TEXTE DE LA PAGE
>>>

Ce n’est demain que les travaux d’entretien de routes revêtues dans les régions de Thiès et Diourbel (PERA 2018-2019-2020) se feront ! En effet, l’Armp vient de casser un marché de 32.955.801.454 attribué au groupement Henan Chine Senegausogec, alors que l’entreprise de Bara Tall a proposé une offre 3 milliards moins élevée que celle de l’attributaire.
Ageroute Sénégal a fait publier, dans le journal «Le Soleil» du 16 août 2017, un avis d'appel d'offres national sans pré-qualification, pour les travaux pluriannuels d'entretien de routes revêtues dans les régions de Thiès et de Diourbel (PERA 2018-2019-2020). A l'ouverture des plis, le 19 octobre 2017, quatre (4) offres ont été reçues et les montants ci-après lus publiquement à savoir : le groupement Henan Chine Senegausogec (32.955.801.454 F Cfa) ; Eiffage Sénégal (40.084.107/232 F Cfa); Cde (34.702.007.598 F Cfa) ; JLS SA (26.777.314.621 F Cfa). A l'issue de l'évaluation des offres, la commission des marchés a décidé d'attribuer provisoirement le marché au groupement Henan Chine Senegausogec Sarl pour un montant toutes taxes comprises de trente-deux milliards neuf cent cinquante-cinq millions huit cent un mille quatre cent cinquante-quatre (32.955.801.454) F Cfa. Informée du rejet de son offre, la société JLS SA a introduit, le 14 décembre 2018, un recours gracieux auprès de l'autorité contractante. Non satisfaite de la réponse de cette dernière, reçue le 18 décembre 2018, JLS SA a saisi le Crd d'un recours contentieux, le 21 décembre 2018. Ainsi, par décision N°002/19/ARMP/CRD/SUS du 02 janvier 2019, le Crd a déclaré le recours recevable, ordonné la suspension de la procédure de passation du marché et demandé la transmission des dossiers aux fins d'instruction. Par lettre reçue le 11 janvier 2019, Ageroute a transmis les documents demandés.
Un écart énorme entre l’offre de JLS et celle de l’entreprise attributaire
Seulement, les services de Bara Tall ont fourni des arguments qui justifient qu’ils ont été lésés dans cette procédure. En clair, JLS SA informe avoir réalisé, entre 2010 et 2017, outre les travaux de l'autoroute Patte d'Oie - Malick Sy commandités par I'Apix pour un montant de 31.541.558.359 F Cfa, un marché de 16,4 milliards avec Ageroute Sénégal pour la reconstruction de la route de Fatick - Kaolack. Elle signale avoir également reçu un ordre de service pour réaliser un nouveau chantier pour la route Kaffrine- Nganda pour un montant de 15,8 milliards de F Cfa. Se fondant sur ces références, l'entreprise JLS Sénégal estime que l'approche utilisée par l'autorité contractante pour l'éliminer, au regard des critères de qualification portant sur le chiffre d'affaires moyen et l'expérience spécifique, n'est pas pertinente. Elle déclare, à ce propos, que l'esprit de la loi (attribuer les marchés publics aux entreprises capables de les réaliser) doit toujours primer sur la lettre. Le requérant soutient que les critères de qualification fixés dans le dossier d'appel d'offres ne doivent pas, par leur application stricte, obérer l'esprit de la loi. En outre, JLS signale, par ailleurs, l'écart de 6,2 milliards de francs Cfa entre son offre et celle du groupement Henan Chine Senegausogec, attributaire provisoire du marché. Elle déclare avoir proposé l'offre conforme, évaluée la moins-disante et fait observer qu'elle a prouvé avoir les qualifications requises pour exécuter le marché. C'est pourquoi, elle sollicite l'arbitrage du Crd.

<<<

Dans le texte de la page, sur quoi JLS SA se fonde-t-elle pour juger non pertinente l'approche qui l'a éliminée ? Expliquez-le, s'il vous plaît, en une à trois phrases.

Entrées de pointage d'objets étiquetés
>>>

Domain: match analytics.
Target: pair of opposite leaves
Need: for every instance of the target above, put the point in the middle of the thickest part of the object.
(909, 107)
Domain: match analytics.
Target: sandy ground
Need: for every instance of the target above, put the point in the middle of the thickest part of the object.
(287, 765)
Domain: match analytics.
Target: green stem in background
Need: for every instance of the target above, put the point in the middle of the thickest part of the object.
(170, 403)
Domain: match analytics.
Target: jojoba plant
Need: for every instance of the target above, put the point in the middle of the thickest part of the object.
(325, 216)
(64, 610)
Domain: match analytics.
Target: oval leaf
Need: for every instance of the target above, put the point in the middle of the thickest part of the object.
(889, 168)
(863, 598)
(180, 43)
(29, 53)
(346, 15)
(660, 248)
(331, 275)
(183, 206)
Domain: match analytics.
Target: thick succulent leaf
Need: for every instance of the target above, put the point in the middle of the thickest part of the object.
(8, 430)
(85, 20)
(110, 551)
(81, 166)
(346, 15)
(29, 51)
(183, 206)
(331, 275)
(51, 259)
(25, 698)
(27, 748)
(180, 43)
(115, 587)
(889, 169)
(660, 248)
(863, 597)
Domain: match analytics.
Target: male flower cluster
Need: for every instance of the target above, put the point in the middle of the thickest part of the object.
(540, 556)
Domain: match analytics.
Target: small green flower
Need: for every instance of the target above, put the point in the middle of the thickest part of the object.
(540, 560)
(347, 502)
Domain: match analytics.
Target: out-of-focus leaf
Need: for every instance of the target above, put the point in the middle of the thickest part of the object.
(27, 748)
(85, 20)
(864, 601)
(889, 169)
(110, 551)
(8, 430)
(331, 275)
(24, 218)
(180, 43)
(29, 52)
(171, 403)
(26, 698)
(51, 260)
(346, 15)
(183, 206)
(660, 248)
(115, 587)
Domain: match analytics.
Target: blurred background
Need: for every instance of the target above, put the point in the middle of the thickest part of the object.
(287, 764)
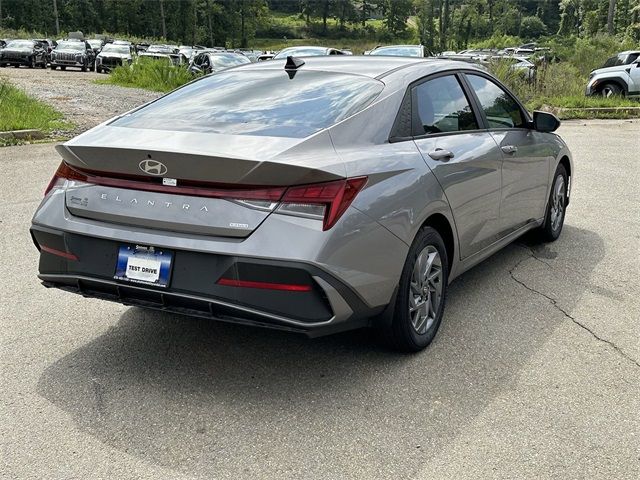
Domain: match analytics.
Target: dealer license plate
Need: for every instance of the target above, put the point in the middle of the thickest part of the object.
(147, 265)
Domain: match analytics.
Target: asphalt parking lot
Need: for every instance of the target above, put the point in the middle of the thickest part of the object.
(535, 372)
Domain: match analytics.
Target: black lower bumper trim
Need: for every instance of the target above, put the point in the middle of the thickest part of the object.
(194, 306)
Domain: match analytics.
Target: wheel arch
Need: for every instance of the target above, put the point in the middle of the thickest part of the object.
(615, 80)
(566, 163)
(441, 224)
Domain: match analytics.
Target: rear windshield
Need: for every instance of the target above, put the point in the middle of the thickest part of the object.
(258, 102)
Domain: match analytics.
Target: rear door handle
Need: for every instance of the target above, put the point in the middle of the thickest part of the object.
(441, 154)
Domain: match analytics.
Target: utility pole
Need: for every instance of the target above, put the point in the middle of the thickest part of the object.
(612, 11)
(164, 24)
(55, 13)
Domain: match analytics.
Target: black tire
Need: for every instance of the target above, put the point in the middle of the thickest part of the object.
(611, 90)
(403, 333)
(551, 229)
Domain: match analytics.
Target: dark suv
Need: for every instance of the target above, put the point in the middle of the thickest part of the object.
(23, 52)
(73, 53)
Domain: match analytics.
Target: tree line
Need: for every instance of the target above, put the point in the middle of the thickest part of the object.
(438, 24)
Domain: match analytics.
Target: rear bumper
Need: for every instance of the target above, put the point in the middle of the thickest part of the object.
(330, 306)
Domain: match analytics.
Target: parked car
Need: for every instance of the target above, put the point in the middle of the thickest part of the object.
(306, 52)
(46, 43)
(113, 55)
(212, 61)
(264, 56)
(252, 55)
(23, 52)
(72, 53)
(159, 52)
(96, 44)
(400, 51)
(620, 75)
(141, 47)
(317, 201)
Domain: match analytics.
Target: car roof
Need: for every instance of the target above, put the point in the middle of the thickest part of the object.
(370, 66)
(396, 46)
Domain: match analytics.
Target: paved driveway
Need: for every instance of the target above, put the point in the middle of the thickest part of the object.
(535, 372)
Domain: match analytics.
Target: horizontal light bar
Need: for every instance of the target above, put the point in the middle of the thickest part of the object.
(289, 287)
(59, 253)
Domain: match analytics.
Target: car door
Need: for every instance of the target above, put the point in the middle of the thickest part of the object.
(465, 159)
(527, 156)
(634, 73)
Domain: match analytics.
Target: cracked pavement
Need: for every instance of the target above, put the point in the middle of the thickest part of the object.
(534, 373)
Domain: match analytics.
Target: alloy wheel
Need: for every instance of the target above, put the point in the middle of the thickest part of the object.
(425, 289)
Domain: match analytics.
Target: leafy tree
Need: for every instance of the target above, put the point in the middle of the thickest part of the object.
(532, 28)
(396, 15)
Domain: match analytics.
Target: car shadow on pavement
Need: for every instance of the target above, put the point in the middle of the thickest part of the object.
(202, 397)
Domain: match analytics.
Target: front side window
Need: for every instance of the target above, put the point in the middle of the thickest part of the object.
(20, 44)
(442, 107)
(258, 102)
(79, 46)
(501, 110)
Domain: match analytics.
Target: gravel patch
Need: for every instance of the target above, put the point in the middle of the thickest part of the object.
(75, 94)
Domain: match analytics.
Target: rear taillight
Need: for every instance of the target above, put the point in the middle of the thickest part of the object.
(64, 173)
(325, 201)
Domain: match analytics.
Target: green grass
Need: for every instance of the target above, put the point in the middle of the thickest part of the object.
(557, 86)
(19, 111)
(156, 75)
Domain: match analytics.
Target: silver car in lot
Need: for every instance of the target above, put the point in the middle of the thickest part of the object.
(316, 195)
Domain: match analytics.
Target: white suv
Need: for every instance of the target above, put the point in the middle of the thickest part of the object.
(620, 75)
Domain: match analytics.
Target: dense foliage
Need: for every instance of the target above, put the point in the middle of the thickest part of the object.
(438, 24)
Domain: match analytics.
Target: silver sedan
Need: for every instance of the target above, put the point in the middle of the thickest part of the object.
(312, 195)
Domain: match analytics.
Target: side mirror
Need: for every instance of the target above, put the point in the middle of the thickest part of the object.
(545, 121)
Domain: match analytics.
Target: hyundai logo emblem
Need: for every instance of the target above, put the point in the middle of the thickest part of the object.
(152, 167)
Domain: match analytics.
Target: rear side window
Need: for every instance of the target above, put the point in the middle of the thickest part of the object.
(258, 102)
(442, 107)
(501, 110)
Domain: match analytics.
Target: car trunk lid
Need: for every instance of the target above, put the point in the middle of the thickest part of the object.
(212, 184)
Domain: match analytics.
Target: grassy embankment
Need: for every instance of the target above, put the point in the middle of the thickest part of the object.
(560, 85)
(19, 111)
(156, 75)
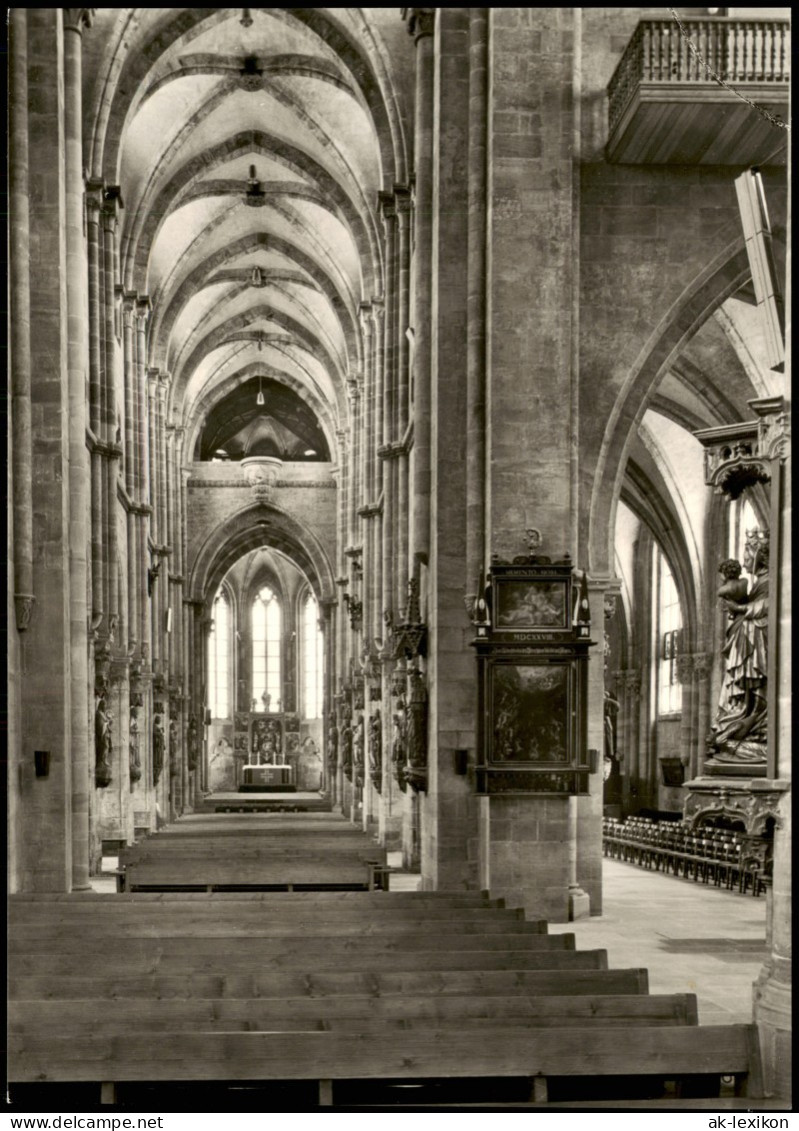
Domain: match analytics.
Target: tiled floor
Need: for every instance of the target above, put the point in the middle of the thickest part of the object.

<<<

RÉSULTAT DE LA TÂCHE
JLS SA se fonde sur ses références : entre 2010 et 2017, elle a réalisé l'autoroute Patte d'Oie - Malick Sy pour l'Apix (31.541.558.359 F Cfa) et la reconstruction de la route Fatick - Kaolack avec Ageroute Sénégal (16,4 milliards), et elle a reçu un ordre de service pour la route Kaffrine - Nganda (15,8 milliards de F Cfa). Au vu de ces références, elle estime non pertinente l'approche de l'autorité contractante, qui l'a éliminée au regard des critères du chiffre d'affaires moyen et de l'expérience spécifique.